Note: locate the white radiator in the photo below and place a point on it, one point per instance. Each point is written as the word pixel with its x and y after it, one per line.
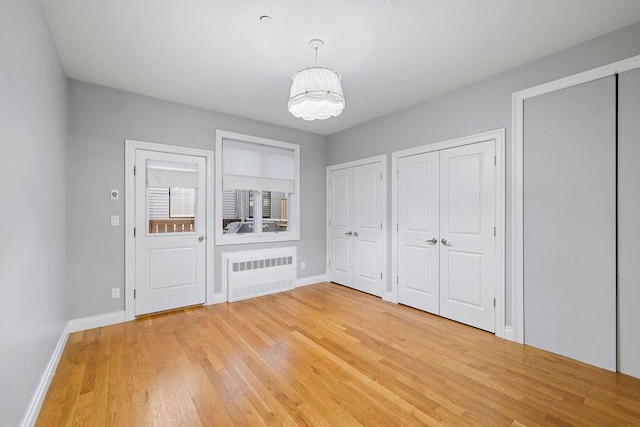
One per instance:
pixel 261 272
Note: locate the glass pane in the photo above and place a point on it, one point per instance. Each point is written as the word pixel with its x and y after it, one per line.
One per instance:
pixel 237 211
pixel 171 210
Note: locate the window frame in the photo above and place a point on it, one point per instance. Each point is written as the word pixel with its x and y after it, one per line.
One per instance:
pixel 293 218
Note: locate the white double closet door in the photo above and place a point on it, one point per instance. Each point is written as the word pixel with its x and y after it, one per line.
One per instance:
pixel 356 212
pixel 446 225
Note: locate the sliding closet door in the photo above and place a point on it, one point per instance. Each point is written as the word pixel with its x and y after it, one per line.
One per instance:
pixel 629 221
pixel 570 222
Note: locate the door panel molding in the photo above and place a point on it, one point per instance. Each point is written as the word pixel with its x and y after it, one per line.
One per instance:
pixel 130 245
pixel 498 136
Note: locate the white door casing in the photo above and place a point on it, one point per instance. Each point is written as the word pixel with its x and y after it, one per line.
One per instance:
pixel 467 245
pixel 419 232
pixel 356 210
pixel 170 266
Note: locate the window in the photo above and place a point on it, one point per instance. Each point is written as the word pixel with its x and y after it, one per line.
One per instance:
pixel 257 189
pixel 171 197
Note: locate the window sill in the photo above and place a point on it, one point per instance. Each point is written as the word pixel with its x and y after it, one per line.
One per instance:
pixel 236 239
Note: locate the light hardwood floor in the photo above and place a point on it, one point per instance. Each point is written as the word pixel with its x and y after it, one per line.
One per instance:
pixel 322 355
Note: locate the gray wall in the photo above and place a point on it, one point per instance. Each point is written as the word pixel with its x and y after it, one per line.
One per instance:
pixel 100 120
pixel 33 130
pixel 475 108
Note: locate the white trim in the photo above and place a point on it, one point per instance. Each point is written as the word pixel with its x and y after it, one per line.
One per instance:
pixel 294 198
pixel 129 208
pixel 311 280
pixel 517 179
pixel 31 415
pixel 361 162
pixel 91 322
pixel 498 136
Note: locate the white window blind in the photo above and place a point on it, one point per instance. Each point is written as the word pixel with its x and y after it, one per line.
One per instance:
pixel 250 166
pixel 182 202
pixel 162 174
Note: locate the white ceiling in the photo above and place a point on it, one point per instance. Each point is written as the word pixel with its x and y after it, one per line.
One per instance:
pixel 216 54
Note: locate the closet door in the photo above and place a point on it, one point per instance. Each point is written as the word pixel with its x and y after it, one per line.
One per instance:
pixel 419 232
pixel 467 240
pixel 368 211
pixel 570 222
pixel 356 217
pixel 629 222
pixel 341 226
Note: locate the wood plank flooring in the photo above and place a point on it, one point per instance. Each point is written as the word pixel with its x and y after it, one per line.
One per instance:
pixel 322 355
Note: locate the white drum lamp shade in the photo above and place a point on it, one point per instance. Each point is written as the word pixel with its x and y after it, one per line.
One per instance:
pixel 316 93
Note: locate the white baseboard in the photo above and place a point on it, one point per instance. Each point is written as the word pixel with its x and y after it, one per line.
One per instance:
pixel 76 325
pixel 312 280
pixel 33 410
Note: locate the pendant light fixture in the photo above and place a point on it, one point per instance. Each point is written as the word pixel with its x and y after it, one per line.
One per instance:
pixel 316 92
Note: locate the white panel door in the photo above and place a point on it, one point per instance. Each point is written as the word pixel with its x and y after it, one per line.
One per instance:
pixel 170 252
pixel 341 227
pixel 368 213
pixel 467 242
pixel 419 232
· · · · · · ·
* **What is expected**
Every line from the line containing "Note: locate the window frame" through the line containing "Note: locate the white trim" in the records above must be retyped exactly. Leave out the rest.

* **Response to the exercise**
Note: locate the window frame in the photo above and place a point on it, one point per instance. Each point is written as the word pixel with its x and y after it, one per line.
One per instance:
pixel 293 218
Note: locate the white double closet door in the photo above and place a point on it, one point per instance. Each point is written as the word pixel with its x and y after it, one per line.
One per instance:
pixel 356 212
pixel 446 225
Note: locate the sliding closet door in the photo above and place a point on it, one point per instance. Each point is written as the word pixel with its x and y after it, one per line.
One per instance:
pixel 629 221
pixel 570 222
Note: locate the door panel molding in the photo above and place a point on it, one point per instance. Each point is written as the word pixel with its x and y after it, one per line.
One per instance:
pixel 130 245
pixel 498 136
Note: locate the white door casing in the photo above and place a point on it, one point per instance. Each point is written as the word pixel with its x and y after it, one per line.
One per instance:
pixel 467 245
pixel 419 232
pixel 356 210
pixel 170 266
Note: locate the window in the photo above and place a point on it, one point per instance. Each point is written as the word pixel with its x and y after it, one per line.
One per instance:
pixel 257 189
pixel 171 197
Note: locate the window sill in the photo above and place a point on it, one point per instance. Each point is written as the word pixel with its x and y after it, one per line.
One per instance:
pixel 236 239
Note: locate the light hardwood floor in the photo above and place a point on it, one point per instance. Each point is written as the word pixel with its x and y after it, one per line.
One per instance:
pixel 322 355
Note: locate the gray wall in the photo above and place a point on it, one point per instance. Each point is written as the word pixel with its x and y after it, one per line.
One per instance:
pixel 100 120
pixel 33 130
pixel 475 108
Note: locate the white trim in the photo above and place a point on it, one point per instance. Each point is written as the word pixel with its x and y after it, one per line.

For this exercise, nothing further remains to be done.